» **PROBLEM TO SOLVE**
Convert all of the items below into a Markdown table with two columns, Row and Text, giving each nonblank line its own numbered row and omitting blank lines. Leave the pictures out of the table.

» **EXTRACTED DATA**

= = = =

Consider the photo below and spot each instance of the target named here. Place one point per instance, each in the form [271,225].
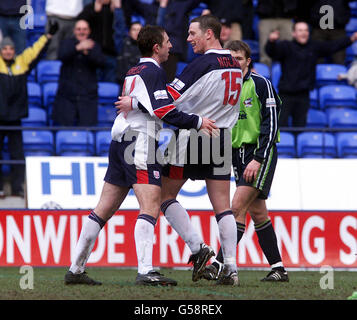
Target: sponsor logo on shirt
[160,94]
[177,84]
[270,103]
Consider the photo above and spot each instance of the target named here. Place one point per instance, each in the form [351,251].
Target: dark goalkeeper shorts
[207,158]
[240,159]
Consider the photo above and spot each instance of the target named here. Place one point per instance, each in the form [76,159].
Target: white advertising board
[299,184]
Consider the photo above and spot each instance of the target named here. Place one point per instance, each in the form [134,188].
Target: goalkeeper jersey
[258,117]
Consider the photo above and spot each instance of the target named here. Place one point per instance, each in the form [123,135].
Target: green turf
[118,284]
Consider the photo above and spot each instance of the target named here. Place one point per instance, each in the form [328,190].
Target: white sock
[89,233]
[179,220]
[228,238]
[144,241]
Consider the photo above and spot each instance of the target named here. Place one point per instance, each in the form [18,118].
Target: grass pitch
[118,284]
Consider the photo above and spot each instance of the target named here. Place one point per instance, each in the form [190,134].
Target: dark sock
[268,242]
[240,231]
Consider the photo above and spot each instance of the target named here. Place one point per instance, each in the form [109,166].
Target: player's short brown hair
[238,45]
[209,22]
[148,37]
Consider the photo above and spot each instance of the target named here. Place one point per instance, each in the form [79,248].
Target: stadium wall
[313,207]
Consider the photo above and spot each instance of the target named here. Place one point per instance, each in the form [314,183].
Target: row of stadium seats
[318,145]
[326,102]
[87,143]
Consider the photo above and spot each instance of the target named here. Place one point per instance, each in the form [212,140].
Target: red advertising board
[48,238]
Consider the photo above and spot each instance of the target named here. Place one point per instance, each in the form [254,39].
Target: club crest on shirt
[270,103]
[248,102]
[160,94]
[177,84]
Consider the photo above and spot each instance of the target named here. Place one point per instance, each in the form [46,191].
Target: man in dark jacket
[10,23]
[298,60]
[341,16]
[274,15]
[13,100]
[76,99]
[125,43]
[173,16]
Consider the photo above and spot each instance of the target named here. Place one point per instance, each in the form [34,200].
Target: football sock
[144,241]
[240,232]
[268,242]
[228,239]
[89,233]
[180,221]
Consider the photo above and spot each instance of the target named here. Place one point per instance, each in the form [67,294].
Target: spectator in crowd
[298,60]
[144,9]
[173,17]
[351,75]
[101,18]
[341,16]
[274,15]
[76,101]
[13,100]
[126,43]
[229,12]
[10,23]
[64,13]
[226,32]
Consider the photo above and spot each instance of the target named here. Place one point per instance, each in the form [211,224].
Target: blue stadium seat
[351,26]
[106,116]
[74,143]
[314,99]
[48,71]
[180,66]
[49,93]
[275,74]
[337,96]
[32,76]
[262,69]
[108,93]
[351,53]
[38,143]
[346,144]
[286,146]
[254,47]
[103,140]
[39,6]
[316,145]
[37,118]
[34,94]
[342,118]
[316,119]
[327,74]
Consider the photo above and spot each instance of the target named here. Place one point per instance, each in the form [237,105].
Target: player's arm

= = = =

» **RESPONSE TO THE TASK**
| Row | Text |
|---|---|
| 1 | Consider the photo below and spot each instance of the target named here. Place one point per instance, each in the form [271,225]. |
| 2 | Target: sponsor logo on shirt |
| 3 | [160,94] |
| 4 | [177,84] |
| 5 | [270,103] |
| 6 | Consider the photo above and spot each instance of the target named here. Place one point per instance, each in the form [351,251]. |
| 7 | Target: dark goalkeeper shorts |
| 8 | [207,158] |
| 9 | [240,159] |
| 10 | Consider the photo above and spot each instance of the target named here. Place one point per instance, each in the form [76,159]. |
| 11 | Target: white advertising board |
| 12 | [299,184] |
| 13 | Consider the photo above and spot each instance of the target named here. Place one point per instance, each in the form [134,188]. |
| 14 | Target: goalkeeper jersey |
| 15 | [258,117] |
| 16 | Consider the photo above and spot each instance of the target named here. Place one point per instance, each in the form [123,135]. |
| 17 | Target: green turf |
| 18 | [118,284] |
| 19 | Consider the photo above and spot each instance of the target named here. Place one point per instance, each in the form [328,190]. |
| 20 | Target: white sock |
| 21 | [89,233] |
| 22 | [179,220] |
| 23 | [228,238] |
| 24 | [144,241] |
| 25 | Consider the photo above and spot each instance of the target named here. Place one point per instance, each in the form [18,118]. |
| 26 | Target: grass pitch |
| 27 | [118,284] |
| 28 | Consider the photo above and spot each instance of the target named here. Place one point per instance, each in the form [190,134]. |
| 29 | Target: dark sock |
| 30 | [268,242] |
| 31 | [240,231] |
| 32 | Consider the photo above and spot each instance of the target named here. Place one point per instance, each in the form [109,166]. |
| 33 | Target: player's short brown hair |
| 34 | [238,45] |
| 35 | [209,22] |
| 36 | [148,37] |
| 37 | Consider the photo above and spot each instance of the target named here. Place one point per instance, each in the form [79,248]. |
| 38 | Target: stadium wall |
| 39 | [313,207] |
| 40 | Consider the photo above and spot each instance of the target named here. Place one point per instance, each in the form [314,183]. |
| 41 | Target: row of stadium seats |
| 42 | [318,145] |
| 43 | [326,102] |
| 44 | [87,143] |
| 45 | Consider the photo above and spot each instance of the target named here. Place one point per instance, each in the form [212,140]. |
| 46 | Target: red advertising board |
| 47 | [48,238] |
| 48 | Consider the photo above and spot each instance of the target named here. Place one point per instance, each in the form [254,39]. |
| 49 | Target: club crest on shirt |
| 50 | [270,103] |
| 51 | [248,102] |
| 52 | [160,94] |
| 53 | [177,84] |
| 54 | Consider the photo above and spot each instance of the target named here. Place one point per instance, each in the form [46,191]. |
| 55 | Target: man in dark jacket |
| 56 | [10,23] |
| 57 | [298,60] |
| 58 | [341,16] |
| 59 | [274,15] |
| 60 | [13,100] |
| 61 | [76,99] |
| 62 | [125,43] |
| 63 | [173,16] |
| 64 | Consider the photo above and spot each instance of the target named here. Place one point per instance, each in the form [34,200]. |
| 65 | Target: football sock |
| 66 | [144,241] |
| 67 | [240,232] |
| 68 | [268,242] |
| 69 | [228,239] |
| 70 | [89,233] |
| 71 | [180,221] |
| 72 | Consider the photo above and spot each instance of the target named here. Place one point per instance, each in the form [67,294]. |
| 73 | Target: spectator in crowd |
| 74 | [298,60] |
| 75 | [144,9] |
| 76 | [173,17] |
| 77 | [351,75] |
| 78 | [101,18] |
| 79 | [341,16] |
| 80 | [274,15] |
| 81 | [76,101] |
| 82 | [13,100] |
| 83 | [126,43] |
| 84 | [229,12] |
| 85 | [10,23] |
| 86 | [64,13] |
| 87 | [226,32] |
| 88 | Consider the photo above and spot each instance of the target named here. Place one point per instance, each in the form [211,224]. |
| 89 | Target: blue stadium seat |
| 90 | [351,26] |
| 91 | [106,116] |
| 92 | [74,143] |
| 93 | [314,99] |
| 94 | [48,71] |
| 95 | [180,66] |
| 96 | [49,93] |
| 97 | [275,74] |
| 98 | [337,96] |
| 99 | [32,76] |
| 100 | [262,69] |
| 101 | [108,93] |
| 102 | [351,53] |
| 103 | [38,143] |
| 104 | [346,144] |
| 105 | [286,146] |
| 106 | [254,47] |
| 107 | [103,140] |
| 108 | [39,6] |
| 109 | [316,145] |
| 110 | [37,118] |
| 111 | [34,94] |
| 112 | [342,118] |
| 113 | [316,119] |
| 114 | [327,74] |
| 115 | Consider the photo above and spot each instance of the target named here. Place one point per instance, each in the form [237,105]. |
| 116 | Target: player's arm |